- Work instructions
Transcribe verbatim every line from the line containing "the duck's beak" to the end of the entries, including both endpoints. Output nothing beyond those lines.

- Dataset rows on where objects appear
▽
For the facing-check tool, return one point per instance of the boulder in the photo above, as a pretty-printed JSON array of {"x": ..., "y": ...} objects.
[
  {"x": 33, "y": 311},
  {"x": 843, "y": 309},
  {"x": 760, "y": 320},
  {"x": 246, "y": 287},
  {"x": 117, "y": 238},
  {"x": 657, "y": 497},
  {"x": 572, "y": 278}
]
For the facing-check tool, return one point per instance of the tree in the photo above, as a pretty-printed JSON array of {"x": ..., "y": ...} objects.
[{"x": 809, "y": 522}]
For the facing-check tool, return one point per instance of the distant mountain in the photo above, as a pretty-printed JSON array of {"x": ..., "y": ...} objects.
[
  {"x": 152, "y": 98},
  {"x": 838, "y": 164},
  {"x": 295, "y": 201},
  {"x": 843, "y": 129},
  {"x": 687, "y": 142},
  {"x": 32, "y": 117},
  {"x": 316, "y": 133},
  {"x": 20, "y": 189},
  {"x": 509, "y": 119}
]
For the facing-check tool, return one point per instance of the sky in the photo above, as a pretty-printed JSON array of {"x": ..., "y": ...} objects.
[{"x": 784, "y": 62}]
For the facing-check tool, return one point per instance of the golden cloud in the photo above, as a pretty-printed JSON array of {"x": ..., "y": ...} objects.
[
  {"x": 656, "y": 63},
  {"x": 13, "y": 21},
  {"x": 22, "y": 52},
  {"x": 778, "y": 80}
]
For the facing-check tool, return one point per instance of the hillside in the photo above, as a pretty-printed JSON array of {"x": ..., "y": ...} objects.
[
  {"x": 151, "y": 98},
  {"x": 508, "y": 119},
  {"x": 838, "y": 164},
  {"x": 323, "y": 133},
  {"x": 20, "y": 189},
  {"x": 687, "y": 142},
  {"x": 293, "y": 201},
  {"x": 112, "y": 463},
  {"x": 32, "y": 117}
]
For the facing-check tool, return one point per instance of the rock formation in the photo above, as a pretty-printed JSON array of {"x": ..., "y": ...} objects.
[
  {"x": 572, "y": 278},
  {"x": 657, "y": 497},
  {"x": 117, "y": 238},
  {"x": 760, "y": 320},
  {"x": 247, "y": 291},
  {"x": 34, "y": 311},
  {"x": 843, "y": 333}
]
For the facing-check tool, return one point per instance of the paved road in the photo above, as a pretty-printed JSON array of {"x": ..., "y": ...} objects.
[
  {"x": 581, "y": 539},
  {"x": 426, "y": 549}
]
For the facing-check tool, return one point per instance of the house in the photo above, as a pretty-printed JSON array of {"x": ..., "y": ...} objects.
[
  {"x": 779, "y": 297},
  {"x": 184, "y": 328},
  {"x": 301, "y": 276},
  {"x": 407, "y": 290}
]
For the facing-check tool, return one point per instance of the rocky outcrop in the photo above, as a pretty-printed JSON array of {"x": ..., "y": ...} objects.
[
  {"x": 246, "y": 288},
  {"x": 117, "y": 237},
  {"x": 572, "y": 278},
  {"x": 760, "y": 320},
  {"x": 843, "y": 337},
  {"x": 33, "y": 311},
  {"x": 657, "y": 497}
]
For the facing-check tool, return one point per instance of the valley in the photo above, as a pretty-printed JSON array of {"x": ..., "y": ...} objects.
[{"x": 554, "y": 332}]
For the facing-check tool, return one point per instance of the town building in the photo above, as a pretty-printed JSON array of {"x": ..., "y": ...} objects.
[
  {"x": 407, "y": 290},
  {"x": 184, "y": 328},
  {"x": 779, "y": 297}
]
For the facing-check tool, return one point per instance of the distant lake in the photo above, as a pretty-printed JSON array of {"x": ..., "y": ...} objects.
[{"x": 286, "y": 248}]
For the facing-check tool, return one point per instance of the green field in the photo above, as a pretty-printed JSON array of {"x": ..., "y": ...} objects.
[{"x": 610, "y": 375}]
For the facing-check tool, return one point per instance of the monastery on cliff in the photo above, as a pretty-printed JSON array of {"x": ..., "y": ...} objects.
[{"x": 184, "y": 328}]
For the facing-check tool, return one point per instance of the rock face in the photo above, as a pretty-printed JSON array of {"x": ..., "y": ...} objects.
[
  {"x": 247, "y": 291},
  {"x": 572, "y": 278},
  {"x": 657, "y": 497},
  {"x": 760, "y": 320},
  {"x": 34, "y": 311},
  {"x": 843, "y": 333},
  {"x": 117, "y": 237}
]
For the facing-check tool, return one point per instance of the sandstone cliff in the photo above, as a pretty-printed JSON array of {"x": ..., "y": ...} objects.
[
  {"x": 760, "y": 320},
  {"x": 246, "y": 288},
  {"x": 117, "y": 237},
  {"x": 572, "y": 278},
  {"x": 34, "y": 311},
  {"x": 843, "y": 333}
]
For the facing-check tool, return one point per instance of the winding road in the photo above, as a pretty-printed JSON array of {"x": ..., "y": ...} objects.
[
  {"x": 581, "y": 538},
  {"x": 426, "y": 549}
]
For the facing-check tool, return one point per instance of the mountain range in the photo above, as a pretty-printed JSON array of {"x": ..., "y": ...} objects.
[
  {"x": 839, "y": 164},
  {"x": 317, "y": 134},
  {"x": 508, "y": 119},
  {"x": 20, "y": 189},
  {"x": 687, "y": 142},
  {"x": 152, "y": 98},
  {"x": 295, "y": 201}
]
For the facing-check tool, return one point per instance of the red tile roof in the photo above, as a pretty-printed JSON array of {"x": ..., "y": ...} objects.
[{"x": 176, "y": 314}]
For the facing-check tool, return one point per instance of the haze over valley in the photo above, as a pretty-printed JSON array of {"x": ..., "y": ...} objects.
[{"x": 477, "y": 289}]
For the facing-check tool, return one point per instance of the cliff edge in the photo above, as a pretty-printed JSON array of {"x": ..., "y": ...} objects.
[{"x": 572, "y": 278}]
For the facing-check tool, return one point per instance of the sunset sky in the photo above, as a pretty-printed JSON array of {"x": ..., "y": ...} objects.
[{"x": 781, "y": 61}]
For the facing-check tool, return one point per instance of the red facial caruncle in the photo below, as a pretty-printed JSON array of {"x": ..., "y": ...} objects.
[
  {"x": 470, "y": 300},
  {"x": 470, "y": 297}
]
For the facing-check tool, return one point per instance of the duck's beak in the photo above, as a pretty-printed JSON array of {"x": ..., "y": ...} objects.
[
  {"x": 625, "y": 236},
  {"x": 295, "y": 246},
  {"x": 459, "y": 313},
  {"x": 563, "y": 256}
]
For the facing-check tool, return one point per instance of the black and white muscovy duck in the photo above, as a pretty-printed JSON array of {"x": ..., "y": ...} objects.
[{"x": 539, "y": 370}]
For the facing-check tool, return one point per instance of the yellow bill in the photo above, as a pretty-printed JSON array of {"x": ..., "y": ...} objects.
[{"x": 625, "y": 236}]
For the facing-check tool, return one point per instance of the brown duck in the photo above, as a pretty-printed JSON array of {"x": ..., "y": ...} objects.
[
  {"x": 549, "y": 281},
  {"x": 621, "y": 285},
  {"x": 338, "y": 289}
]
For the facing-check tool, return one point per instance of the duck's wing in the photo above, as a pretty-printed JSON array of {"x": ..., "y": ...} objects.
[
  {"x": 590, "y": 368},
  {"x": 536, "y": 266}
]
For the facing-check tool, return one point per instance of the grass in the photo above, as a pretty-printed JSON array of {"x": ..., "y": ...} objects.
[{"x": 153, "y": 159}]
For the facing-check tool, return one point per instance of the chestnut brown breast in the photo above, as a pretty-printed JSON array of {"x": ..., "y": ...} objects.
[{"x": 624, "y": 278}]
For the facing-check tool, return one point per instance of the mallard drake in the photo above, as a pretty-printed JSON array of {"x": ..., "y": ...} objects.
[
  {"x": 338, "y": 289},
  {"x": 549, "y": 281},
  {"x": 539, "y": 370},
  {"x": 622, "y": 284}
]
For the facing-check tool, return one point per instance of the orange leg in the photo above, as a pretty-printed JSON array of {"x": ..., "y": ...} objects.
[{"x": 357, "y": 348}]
△
- Task answer
For the facing-check tool, return one point per instance of the duck's beak in the photo above, as a pretty-printed JSON array of {"x": ..., "y": ...} objects.
[
  {"x": 625, "y": 236},
  {"x": 295, "y": 246},
  {"x": 459, "y": 313},
  {"x": 563, "y": 256}
]
For the facing-check tool, return one point per instance of the black and white muscovy duck in the photo above, as a pretty-printed JSON array of {"x": ..., "y": ...} objects.
[{"x": 539, "y": 370}]
For the facing-check tool, return one point per instance of the yellow bill in the photo above, as a pretty-printed JSON array of {"x": ..., "y": ...} objects.
[{"x": 625, "y": 236}]
For the facing-check tool, return one point per instance of the brown duck in the photo above, as a pretty-printed JSON array of {"x": ..., "y": ...} objects.
[
  {"x": 549, "y": 281},
  {"x": 621, "y": 285},
  {"x": 338, "y": 289}
]
For the facing-check tool, return one point per instance of the duck's wing in the photo above, as a pretty-printed JSON array of {"x": ..., "y": ...} objects.
[
  {"x": 590, "y": 368},
  {"x": 536, "y": 266}
]
For the facing-check tool, return one point per instance of the grass in the photo above, as a pretty-printed JSON array of {"x": ..., "y": ...} objects.
[{"x": 153, "y": 159}]
For the facing-check tool, return one point per instance of the chestnut brown breast in the photo above, as a pretty-printed JSON array of {"x": ..., "y": ...} objects.
[{"x": 624, "y": 278}]
For the facing-check tool, return one point per instance of the mallard drake in the photo above, as a pretty-printed JSON array of {"x": ..., "y": ...} objects.
[
  {"x": 338, "y": 289},
  {"x": 549, "y": 281},
  {"x": 539, "y": 370},
  {"x": 622, "y": 284}
]
For the facing-check tool, return one point per instance of the orange leg in the photo above, as a pretty-printed JSON array of {"x": ..., "y": ...} objects.
[{"x": 357, "y": 348}]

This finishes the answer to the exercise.